-- CONSIGNE ÉCRITE 1 --
Repère chaque ligne qui contient le mot « mountain » et recopie-la telle quelle, en respectant les majuscules et les minuscules.

-- TEXTE CHOISI --

Ce conte de Gascogne recueilli par J.-F. Bladé est un conte initiatique, intemporel, poétique et mystique qui relate l’histoire d’une rédemption, mais aussi une quête de la lumière qui soustraira l’âme errante au néant.

Dans la classification des contes de Aarne Thompson[1] « Le roi des corbeaux » est représentatif du type 425 : la recherche de l’époux disparu, que l’on retrouve de l’Europe à la Chine et qui a été développé par Apulée[2] dans les « Métamorphoses » sous le titre d’« Amour et Psyché ». Mais « Le roi des corbeaux » est aussi représentatif du type 471 : le voyage dans l’Autre Monde .

Les personnages

Le père : créature hybride, homme vert et cyclope, nous emporte dès le début dans le monde de l’imaginaire, mais un imaginaire rassurant car familier : cet homme vert réside au bord du bois de Ramier, entre Lectoure et Fleurance, forêt évidemment connue des auditeurs.

Ses trois filles, l’aînée belle comme le jour, la cadette plus belle que l’aînée, et la dernière plus belle que la cadette ne sont pas, bien sûr, sans nous rappeler les trois sœurs de « La Belle et la Bête ». L’aînée et la cadette exprimaient dans ce conte la même aversion pour le mari proposé que le font ici les sœurs de notre héroïne.

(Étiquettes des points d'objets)
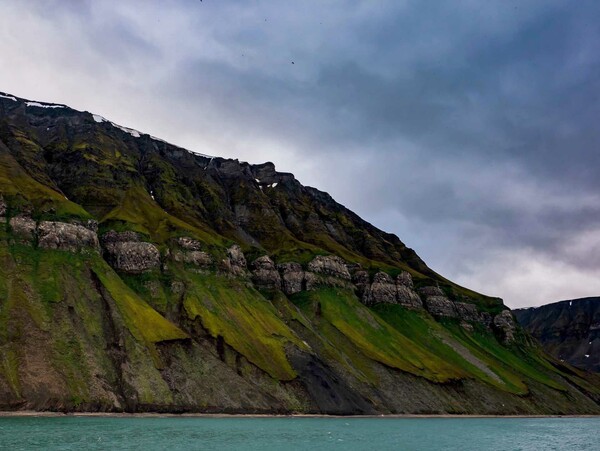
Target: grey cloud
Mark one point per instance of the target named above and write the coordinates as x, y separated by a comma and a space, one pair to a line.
467, 128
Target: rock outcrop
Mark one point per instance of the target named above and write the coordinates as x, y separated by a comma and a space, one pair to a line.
405, 293
437, 303
382, 290
236, 261
568, 330
2, 209
23, 227
362, 282
67, 237
64, 236
504, 323
265, 275
330, 265
190, 251
125, 252
292, 277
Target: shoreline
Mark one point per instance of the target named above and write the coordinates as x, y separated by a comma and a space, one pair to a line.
48, 414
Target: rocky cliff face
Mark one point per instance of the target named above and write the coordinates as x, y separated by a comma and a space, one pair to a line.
569, 330
138, 276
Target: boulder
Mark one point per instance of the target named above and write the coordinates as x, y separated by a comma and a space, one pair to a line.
292, 277
66, 237
265, 274
330, 265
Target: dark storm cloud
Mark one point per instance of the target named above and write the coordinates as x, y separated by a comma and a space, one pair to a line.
467, 128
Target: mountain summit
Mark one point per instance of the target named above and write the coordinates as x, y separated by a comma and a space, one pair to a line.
138, 276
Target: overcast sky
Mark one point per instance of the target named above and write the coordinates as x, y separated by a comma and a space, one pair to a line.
468, 128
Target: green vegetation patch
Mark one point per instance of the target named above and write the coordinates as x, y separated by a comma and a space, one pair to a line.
247, 321
374, 337
145, 323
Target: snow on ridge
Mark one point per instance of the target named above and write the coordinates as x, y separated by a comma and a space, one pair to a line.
14, 99
43, 105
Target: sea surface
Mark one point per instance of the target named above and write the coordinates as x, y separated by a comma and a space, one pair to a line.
293, 433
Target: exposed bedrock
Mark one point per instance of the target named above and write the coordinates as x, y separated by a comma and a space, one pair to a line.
329, 265
265, 274
23, 228
504, 324
125, 252
67, 237
292, 277
236, 261
64, 236
190, 251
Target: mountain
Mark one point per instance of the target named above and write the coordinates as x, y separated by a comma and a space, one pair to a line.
569, 330
138, 276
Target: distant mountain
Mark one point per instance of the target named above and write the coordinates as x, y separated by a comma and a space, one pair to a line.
138, 276
569, 330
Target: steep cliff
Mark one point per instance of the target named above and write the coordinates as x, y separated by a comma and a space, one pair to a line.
569, 330
139, 276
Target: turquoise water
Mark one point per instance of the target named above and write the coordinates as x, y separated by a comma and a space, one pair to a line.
187, 433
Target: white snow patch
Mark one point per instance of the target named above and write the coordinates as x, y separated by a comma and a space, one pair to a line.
8, 97
42, 105
131, 131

-- CONSIGNE ÉCRITE 2 --
Poursuis le texte ci-dessus sur le conte gascon « Le roi des corbeaux » à partir de sa dernière phrase.

-- RÉSULTAT FINAL 1 --
Target: mountain summit
Target: mountain
Target: distant mountain

-- RÉSULTAT FINAL 2 --
L’héroïne : c’est encore une fois, la plus jeune (encore une enfant) qui fait le sacrifice de sa personne en acceptant le mariage contre nature et donc monstrueux avec un animal (cf. « Conte languedocien du Serpent », « La Belle et la Bête ». Alors que son père lui-même refuse de livrer son enfant au corbeau, par peur de la damnation, la jeune fille accepte sans arrière-pensée. Devenue reine, elle commence alors sa quête dans ce merveilleux château de solitude propice à l’introspection. Elle fait bien plus, bien sûr, qu’accepter son sort ; elle le choisit, avec courage et naïveté, et ce sont ses qualités ; sa détermination, sa générosité et sa pureté qui vont lui permettre d’avancer sur son chemin. A l’instar de l’héroïne du conte « Les fées », elle se montre toujours prête à aider les autres, douée d’empathie et de générosité. En tant que reine, elle reste humble en proposant son aide à la vieille lavandière, et sa pureté apparaît alors aussitôt dans la puissance de son geste : « La reine n’eut pas plus tôt plongé le linge dans l’eau, qu’il devint blanc comme lait ». Elle traverse l’épreuve dans la simplicité et s’en trouve grandie.

Le Mal est ici personnifié par un ennemi redoutable, le « méchant gueux » qui changea le roi (époux de l’héroïne) et tout son peuple en corbeaux. Il nous rappelle, bien sûr, un autre « gueux », Cagolouisdors, « plus méchant que cent diables, qui a grand pouvoir sur terre » et qui transforma le promis en pou.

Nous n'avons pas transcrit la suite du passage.